Reproduce the data below verbatim, preserving every line in its original order.
:::
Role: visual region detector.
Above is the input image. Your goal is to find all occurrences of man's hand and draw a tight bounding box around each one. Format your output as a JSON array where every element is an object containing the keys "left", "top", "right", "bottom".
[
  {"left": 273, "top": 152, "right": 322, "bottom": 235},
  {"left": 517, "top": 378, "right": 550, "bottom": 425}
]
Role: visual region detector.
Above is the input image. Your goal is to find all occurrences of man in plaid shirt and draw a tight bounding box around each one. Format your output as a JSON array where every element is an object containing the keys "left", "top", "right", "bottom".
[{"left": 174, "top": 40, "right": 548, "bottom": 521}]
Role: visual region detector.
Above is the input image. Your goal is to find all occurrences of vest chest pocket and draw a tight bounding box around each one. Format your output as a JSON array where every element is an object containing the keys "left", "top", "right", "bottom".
:::
* **Solution**:
Role: visual region detector.
Above is the input image. Your goal is to find all occurrences of man's hand and draw a tight bounding box around each one. Format your output as a JSON array where every element is an object containing the keys "left", "top", "right", "bottom".
[
  {"left": 273, "top": 152, "right": 322, "bottom": 235},
  {"left": 517, "top": 378, "right": 550, "bottom": 425}
]
Role: visual region detector.
Above is the input image. Your goal is to find all occurrences of man in plaid shirt and draw a tight bounding box around each one. Format your output as a JSON array where every element is an object containing the keys "left", "top", "right", "bottom".
[{"left": 174, "top": 40, "right": 548, "bottom": 521}]
Role: visual region detector.
Above is the input image. Your goal is to find all occurrences of vest chest pocket and draw a tight bounding box around each one. Format your output as a JSON array where every element is an object containing the keys "left", "top", "right", "bottom".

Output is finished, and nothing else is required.